MATERIAL PROVIDED:
════

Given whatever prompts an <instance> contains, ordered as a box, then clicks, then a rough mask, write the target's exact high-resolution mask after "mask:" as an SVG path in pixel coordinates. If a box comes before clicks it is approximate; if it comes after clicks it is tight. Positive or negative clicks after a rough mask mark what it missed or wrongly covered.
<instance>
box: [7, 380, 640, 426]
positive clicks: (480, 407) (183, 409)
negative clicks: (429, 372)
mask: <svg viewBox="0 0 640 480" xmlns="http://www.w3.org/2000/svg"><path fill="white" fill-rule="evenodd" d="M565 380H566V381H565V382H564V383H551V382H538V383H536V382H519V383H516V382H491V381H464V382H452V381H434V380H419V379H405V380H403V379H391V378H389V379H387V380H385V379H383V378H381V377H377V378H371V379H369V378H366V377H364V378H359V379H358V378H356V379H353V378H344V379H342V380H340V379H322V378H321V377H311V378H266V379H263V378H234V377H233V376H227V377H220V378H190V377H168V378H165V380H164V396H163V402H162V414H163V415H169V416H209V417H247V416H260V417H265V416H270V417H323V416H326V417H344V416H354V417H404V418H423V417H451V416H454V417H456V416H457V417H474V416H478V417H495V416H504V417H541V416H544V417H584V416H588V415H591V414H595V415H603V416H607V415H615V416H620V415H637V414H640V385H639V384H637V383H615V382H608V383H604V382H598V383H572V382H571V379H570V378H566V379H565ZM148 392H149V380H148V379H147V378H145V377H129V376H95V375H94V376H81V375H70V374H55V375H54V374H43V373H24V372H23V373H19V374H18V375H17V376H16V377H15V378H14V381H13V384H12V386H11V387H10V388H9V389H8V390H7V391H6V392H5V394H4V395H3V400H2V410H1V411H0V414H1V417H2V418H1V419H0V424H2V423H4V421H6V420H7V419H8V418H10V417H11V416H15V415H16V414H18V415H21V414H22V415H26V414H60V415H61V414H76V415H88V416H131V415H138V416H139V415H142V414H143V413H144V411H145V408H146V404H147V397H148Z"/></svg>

════

Using the entries above, print each one again without any alteration.

Given whatever prompts an <instance> contains, ordered as a box, then clicks, then a rough mask, write the target's exact high-resolution mask after "mask:" as an SVG path in pixel coordinates. If a box comes before clicks it is approximate; if it comes after clicks it is tight. Positive or negative clicks after a rough mask mark what it missed or wrongly covered.
<instance>
box: [7, 380, 640, 426]
positive clicks: (480, 407) (183, 409)
negative clicks: (429, 372)
mask: <svg viewBox="0 0 640 480" xmlns="http://www.w3.org/2000/svg"><path fill="white" fill-rule="evenodd" d="M565 380H566V381H565V382H564V383H551V382H538V383H536V382H519V383H516V382H491V381H464V382H452V381H434V380H419V379H405V380H403V379H391V378H389V379H387V380H385V379H383V378H381V377H377V378H371V379H369V378H366V377H364V378H359V379H358V378H356V379H353V378H344V379H342V380H340V379H322V378H321V377H311V378H266V379H263V378H234V377H233V376H227V377H220V378H190V377H168V378H165V380H164V396H163V402H162V414H163V415H169V416H209V417H247V416H260V417H265V416H270V417H323V416H326V417H344V416H354V417H404V418H423V417H451V416H454V417H456V416H457V417H474V416H478V417H495V416H504V417H541V416H544V417H584V416H588V415H591V414H595V415H603V416H607V415H615V416H620V415H637V414H640V385H639V384H637V383H615V382H608V383H604V382H598V383H572V382H571V379H570V378H566V379H565ZM148 392H149V380H148V379H147V378H145V377H129V376H95V375H94V376H81V375H70V374H55V375H54V374H43V373H24V372H23V373H19V374H18V375H17V376H16V377H15V378H14V381H13V384H12V386H11V387H10V388H9V389H8V390H7V391H6V392H5V394H4V395H3V400H2V410H1V411H0V414H1V417H2V418H1V419H0V424H2V423H4V421H6V420H7V419H8V418H10V417H11V416H15V415H16V414H18V415H21V414H22V415H26V414H60V415H61V414H76V415H88V416H131V415H138V416H139V415H142V414H143V413H144V411H145V408H146V404H147V397H148Z"/></svg>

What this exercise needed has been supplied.